*** Data listing ***

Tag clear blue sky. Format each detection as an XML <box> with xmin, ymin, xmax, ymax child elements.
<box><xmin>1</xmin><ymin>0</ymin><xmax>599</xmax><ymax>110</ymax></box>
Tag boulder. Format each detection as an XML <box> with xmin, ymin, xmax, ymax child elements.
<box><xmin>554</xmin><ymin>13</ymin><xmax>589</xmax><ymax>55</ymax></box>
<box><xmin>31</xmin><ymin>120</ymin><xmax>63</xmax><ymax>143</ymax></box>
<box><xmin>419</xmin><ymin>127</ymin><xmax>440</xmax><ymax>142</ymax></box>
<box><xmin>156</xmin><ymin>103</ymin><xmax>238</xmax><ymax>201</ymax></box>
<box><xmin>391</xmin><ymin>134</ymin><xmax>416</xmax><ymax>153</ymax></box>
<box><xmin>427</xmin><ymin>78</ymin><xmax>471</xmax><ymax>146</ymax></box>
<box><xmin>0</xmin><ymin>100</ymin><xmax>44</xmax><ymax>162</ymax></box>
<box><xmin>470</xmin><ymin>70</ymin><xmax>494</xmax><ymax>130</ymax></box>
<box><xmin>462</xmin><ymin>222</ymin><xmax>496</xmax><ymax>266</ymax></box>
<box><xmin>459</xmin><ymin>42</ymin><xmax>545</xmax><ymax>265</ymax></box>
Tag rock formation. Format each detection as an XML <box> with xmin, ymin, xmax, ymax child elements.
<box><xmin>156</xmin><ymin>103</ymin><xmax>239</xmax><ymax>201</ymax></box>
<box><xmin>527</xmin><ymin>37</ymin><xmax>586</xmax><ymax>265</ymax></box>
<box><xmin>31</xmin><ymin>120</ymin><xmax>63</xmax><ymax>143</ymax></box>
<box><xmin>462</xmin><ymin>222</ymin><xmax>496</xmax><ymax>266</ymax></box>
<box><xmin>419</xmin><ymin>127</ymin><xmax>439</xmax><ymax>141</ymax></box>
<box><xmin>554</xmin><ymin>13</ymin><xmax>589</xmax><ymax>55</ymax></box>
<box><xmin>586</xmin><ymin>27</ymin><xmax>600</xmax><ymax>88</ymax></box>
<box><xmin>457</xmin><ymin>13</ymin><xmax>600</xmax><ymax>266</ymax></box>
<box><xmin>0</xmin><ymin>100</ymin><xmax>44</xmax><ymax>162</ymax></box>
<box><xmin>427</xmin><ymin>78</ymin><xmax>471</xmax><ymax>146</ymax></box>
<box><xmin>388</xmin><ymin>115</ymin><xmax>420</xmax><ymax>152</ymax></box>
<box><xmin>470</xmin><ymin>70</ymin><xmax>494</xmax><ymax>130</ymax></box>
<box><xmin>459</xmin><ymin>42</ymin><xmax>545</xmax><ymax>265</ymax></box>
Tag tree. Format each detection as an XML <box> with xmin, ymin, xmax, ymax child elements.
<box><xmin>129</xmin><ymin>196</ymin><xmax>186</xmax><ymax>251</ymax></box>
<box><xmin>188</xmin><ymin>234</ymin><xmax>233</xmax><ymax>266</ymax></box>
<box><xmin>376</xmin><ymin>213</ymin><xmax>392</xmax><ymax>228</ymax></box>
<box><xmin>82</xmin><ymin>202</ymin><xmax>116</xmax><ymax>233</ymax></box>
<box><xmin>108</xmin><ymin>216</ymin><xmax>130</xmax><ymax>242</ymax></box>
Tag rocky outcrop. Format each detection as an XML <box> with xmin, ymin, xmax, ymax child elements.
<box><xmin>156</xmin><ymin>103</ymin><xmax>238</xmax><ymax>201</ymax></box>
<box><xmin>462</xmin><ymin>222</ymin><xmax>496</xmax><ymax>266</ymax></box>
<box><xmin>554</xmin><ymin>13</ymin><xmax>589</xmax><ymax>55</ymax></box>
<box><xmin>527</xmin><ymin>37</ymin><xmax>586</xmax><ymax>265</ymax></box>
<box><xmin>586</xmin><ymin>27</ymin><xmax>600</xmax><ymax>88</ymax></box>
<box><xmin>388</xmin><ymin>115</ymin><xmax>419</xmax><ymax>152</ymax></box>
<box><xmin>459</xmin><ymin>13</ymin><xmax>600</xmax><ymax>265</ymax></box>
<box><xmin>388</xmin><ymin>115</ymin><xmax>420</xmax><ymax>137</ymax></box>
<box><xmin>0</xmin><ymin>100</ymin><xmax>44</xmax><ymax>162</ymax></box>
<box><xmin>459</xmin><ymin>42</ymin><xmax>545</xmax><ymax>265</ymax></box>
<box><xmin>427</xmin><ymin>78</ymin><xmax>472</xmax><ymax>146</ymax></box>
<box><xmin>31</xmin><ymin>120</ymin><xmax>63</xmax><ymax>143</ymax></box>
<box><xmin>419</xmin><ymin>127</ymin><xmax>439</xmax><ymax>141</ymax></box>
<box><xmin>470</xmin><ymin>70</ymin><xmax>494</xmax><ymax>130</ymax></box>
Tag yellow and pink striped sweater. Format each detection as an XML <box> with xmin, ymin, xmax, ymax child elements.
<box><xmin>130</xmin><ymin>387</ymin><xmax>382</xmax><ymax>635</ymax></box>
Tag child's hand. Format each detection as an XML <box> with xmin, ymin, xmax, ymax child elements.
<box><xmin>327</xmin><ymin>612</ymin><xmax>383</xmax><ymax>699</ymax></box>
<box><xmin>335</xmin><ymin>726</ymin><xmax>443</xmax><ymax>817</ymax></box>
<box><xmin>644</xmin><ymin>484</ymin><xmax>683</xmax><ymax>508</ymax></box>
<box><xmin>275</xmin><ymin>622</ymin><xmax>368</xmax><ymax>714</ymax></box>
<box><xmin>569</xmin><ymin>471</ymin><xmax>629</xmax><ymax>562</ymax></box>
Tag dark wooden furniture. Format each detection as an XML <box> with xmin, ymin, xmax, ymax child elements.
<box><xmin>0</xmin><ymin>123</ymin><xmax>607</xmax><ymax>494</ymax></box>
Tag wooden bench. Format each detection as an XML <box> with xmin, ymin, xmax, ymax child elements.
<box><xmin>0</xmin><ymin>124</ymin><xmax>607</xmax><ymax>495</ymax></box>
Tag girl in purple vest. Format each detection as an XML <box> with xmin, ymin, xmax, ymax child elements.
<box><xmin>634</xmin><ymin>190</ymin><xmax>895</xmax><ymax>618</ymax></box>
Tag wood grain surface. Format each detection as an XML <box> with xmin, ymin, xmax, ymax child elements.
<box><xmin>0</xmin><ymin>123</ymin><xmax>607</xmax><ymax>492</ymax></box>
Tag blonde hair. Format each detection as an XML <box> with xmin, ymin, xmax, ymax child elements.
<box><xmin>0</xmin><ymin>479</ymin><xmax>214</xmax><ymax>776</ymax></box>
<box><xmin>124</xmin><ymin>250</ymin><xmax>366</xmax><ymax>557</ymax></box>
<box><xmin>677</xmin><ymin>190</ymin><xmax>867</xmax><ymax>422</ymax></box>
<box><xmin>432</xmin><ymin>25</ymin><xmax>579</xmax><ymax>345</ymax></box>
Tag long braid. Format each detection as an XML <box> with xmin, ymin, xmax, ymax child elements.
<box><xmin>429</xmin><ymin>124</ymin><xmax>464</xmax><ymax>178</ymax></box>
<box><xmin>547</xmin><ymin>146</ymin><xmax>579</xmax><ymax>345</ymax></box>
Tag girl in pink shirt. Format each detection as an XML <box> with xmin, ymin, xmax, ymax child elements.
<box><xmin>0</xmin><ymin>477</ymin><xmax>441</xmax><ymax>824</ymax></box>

*** End of Data listing ***

● About this exercise: Return all the data above, unaltered and complete.

● Result of the task:
Tag clear blue sky. Format each detection as an XML <box> with xmin, ymin, xmax, ymax child elements.
<box><xmin>1</xmin><ymin>0</ymin><xmax>599</xmax><ymax>110</ymax></box>
Tag boulder. Format each detection as an XML <box> with xmin, ymin, xmax, ymax child elements.
<box><xmin>554</xmin><ymin>13</ymin><xmax>589</xmax><ymax>55</ymax></box>
<box><xmin>31</xmin><ymin>120</ymin><xmax>63</xmax><ymax>143</ymax></box>
<box><xmin>419</xmin><ymin>127</ymin><xmax>440</xmax><ymax>142</ymax></box>
<box><xmin>156</xmin><ymin>103</ymin><xmax>238</xmax><ymax>201</ymax></box>
<box><xmin>391</xmin><ymin>134</ymin><xmax>416</xmax><ymax>153</ymax></box>
<box><xmin>427</xmin><ymin>78</ymin><xmax>471</xmax><ymax>146</ymax></box>
<box><xmin>0</xmin><ymin>100</ymin><xmax>44</xmax><ymax>162</ymax></box>
<box><xmin>470</xmin><ymin>70</ymin><xmax>494</xmax><ymax>130</ymax></box>
<box><xmin>462</xmin><ymin>222</ymin><xmax>496</xmax><ymax>266</ymax></box>
<box><xmin>459</xmin><ymin>42</ymin><xmax>545</xmax><ymax>265</ymax></box>
Tag rock formation. Format each detection as an XML <box> with xmin, ymin, xmax, ymax child elements.
<box><xmin>156</xmin><ymin>103</ymin><xmax>239</xmax><ymax>201</ymax></box>
<box><xmin>527</xmin><ymin>37</ymin><xmax>586</xmax><ymax>265</ymax></box>
<box><xmin>31</xmin><ymin>120</ymin><xmax>63</xmax><ymax>143</ymax></box>
<box><xmin>462</xmin><ymin>222</ymin><xmax>496</xmax><ymax>266</ymax></box>
<box><xmin>419</xmin><ymin>127</ymin><xmax>439</xmax><ymax>141</ymax></box>
<box><xmin>554</xmin><ymin>13</ymin><xmax>589</xmax><ymax>55</ymax></box>
<box><xmin>586</xmin><ymin>27</ymin><xmax>600</xmax><ymax>88</ymax></box>
<box><xmin>457</xmin><ymin>13</ymin><xmax>600</xmax><ymax>266</ymax></box>
<box><xmin>0</xmin><ymin>100</ymin><xmax>44</xmax><ymax>162</ymax></box>
<box><xmin>427</xmin><ymin>78</ymin><xmax>471</xmax><ymax>146</ymax></box>
<box><xmin>388</xmin><ymin>115</ymin><xmax>420</xmax><ymax>152</ymax></box>
<box><xmin>470</xmin><ymin>70</ymin><xmax>494</xmax><ymax>130</ymax></box>
<box><xmin>459</xmin><ymin>42</ymin><xmax>545</xmax><ymax>265</ymax></box>
Tag tree. Format each detection as an XML <box> with xmin, ymin, xmax, ymax child elements.
<box><xmin>129</xmin><ymin>196</ymin><xmax>186</xmax><ymax>251</ymax></box>
<box><xmin>188</xmin><ymin>234</ymin><xmax>233</xmax><ymax>266</ymax></box>
<box><xmin>376</xmin><ymin>213</ymin><xmax>392</xmax><ymax>228</ymax></box>
<box><xmin>82</xmin><ymin>202</ymin><xmax>116</xmax><ymax>233</ymax></box>
<box><xmin>108</xmin><ymin>216</ymin><xmax>130</xmax><ymax>242</ymax></box>
Tag rocky outcrop. Format each detection as an XML <box> with xmin, ymin, xmax, ymax child elements.
<box><xmin>156</xmin><ymin>103</ymin><xmax>238</xmax><ymax>201</ymax></box>
<box><xmin>462</xmin><ymin>222</ymin><xmax>496</xmax><ymax>266</ymax></box>
<box><xmin>554</xmin><ymin>13</ymin><xmax>589</xmax><ymax>55</ymax></box>
<box><xmin>527</xmin><ymin>37</ymin><xmax>586</xmax><ymax>265</ymax></box>
<box><xmin>586</xmin><ymin>27</ymin><xmax>600</xmax><ymax>88</ymax></box>
<box><xmin>388</xmin><ymin>115</ymin><xmax>419</xmax><ymax>152</ymax></box>
<box><xmin>459</xmin><ymin>13</ymin><xmax>600</xmax><ymax>265</ymax></box>
<box><xmin>388</xmin><ymin>115</ymin><xmax>420</xmax><ymax>137</ymax></box>
<box><xmin>0</xmin><ymin>100</ymin><xmax>44</xmax><ymax>162</ymax></box>
<box><xmin>459</xmin><ymin>42</ymin><xmax>545</xmax><ymax>265</ymax></box>
<box><xmin>427</xmin><ymin>78</ymin><xmax>472</xmax><ymax>146</ymax></box>
<box><xmin>31</xmin><ymin>120</ymin><xmax>63</xmax><ymax>143</ymax></box>
<box><xmin>419</xmin><ymin>127</ymin><xmax>439</xmax><ymax>141</ymax></box>
<box><xmin>470</xmin><ymin>70</ymin><xmax>494</xmax><ymax>130</ymax></box>
Tag yellow and pink striped sweater. Format each detection as an XML <box> with xmin, ymin, xmax, ymax child elements.
<box><xmin>130</xmin><ymin>387</ymin><xmax>382</xmax><ymax>635</ymax></box>
Tag child's hand. Format each detection as an XML <box> with xmin, ymin, xmax, ymax child elements.
<box><xmin>327</xmin><ymin>612</ymin><xmax>383</xmax><ymax>699</ymax></box>
<box><xmin>335</xmin><ymin>726</ymin><xmax>443</xmax><ymax>817</ymax></box>
<box><xmin>644</xmin><ymin>484</ymin><xmax>683</xmax><ymax>508</ymax></box>
<box><xmin>275</xmin><ymin>622</ymin><xmax>368</xmax><ymax>714</ymax></box>
<box><xmin>569</xmin><ymin>471</ymin><xmax>629</xmax><ymax>562</ymax></box>
Tag dark wooden furniture. Format each detection as an XML <box> with xmin, ymin, xmax, ymax child elements.
<box><xmin>0</xmin><ymin>123</ymin><xmax>607</xmax><ymax>494</ymax></box>
Tag wooden bench. Format each detection as an XML <box> with xmin, ymin, xmax, ymax child elements.
<box><xmin>0</xmin><ymin>124</ymin><xmax>607</xmax><ymax>495</ymax></box>
Tag girl in purple vest. Format each detection as an XML <box> with xmin, ymin, xmax, ymax child elements.
<box><xmin>634</xmin><ymin>190</ymin><xmax>895</xmax><ymax>618</ymax></box>
Tag wood grain surface. Format each detection as an XML <box> with xmin, ymin, xmax, ymax child elements.
<box><xmin>0</xmin><ymin>123</ymin><xmax>607</xmax><ymax>492</ymax></box>
Tag blonde hair. Format each detection as an XML <box> with xmin, ymin, xmax, ymax child elements.
<box><xmin>0</xmin><ymin>479</ymin><xmax>214</xmax><ymax>776</ymax></box>
<box><xmin>124</xmin><ymin>250</ymin><xmax>366</xmax><ymax>557</ymax></box>
<box><xmin>677</xmin><ymin>190</ymin><xmax>867</xmax><ymax>422</ymax></box>
<box><xmin>432</xmin><ymin>25</ymin><xmax>579</xmax><ymax>345</ymax></box>
Tag long braid. Format each detection as an XML <box> with xmin, ymin, xmax, ymax child elements.
<box><xmin>429</xmin><ymin>124</ymin><xmax>464</xmax><ymax>178</ymax></box>
<box><xmin>547</xmin><ymin>146</ymin><xmax>579</xmax><ymax>345</ymax></box>
Tag girl in pink shirt. Format each detection as an XML <box> with xmin, ymin, xmax, ymax child elements.
<box><xmin>0</xmin><ymin>477</ymin><xmax>441</xmax><ymax>824</ymax></box>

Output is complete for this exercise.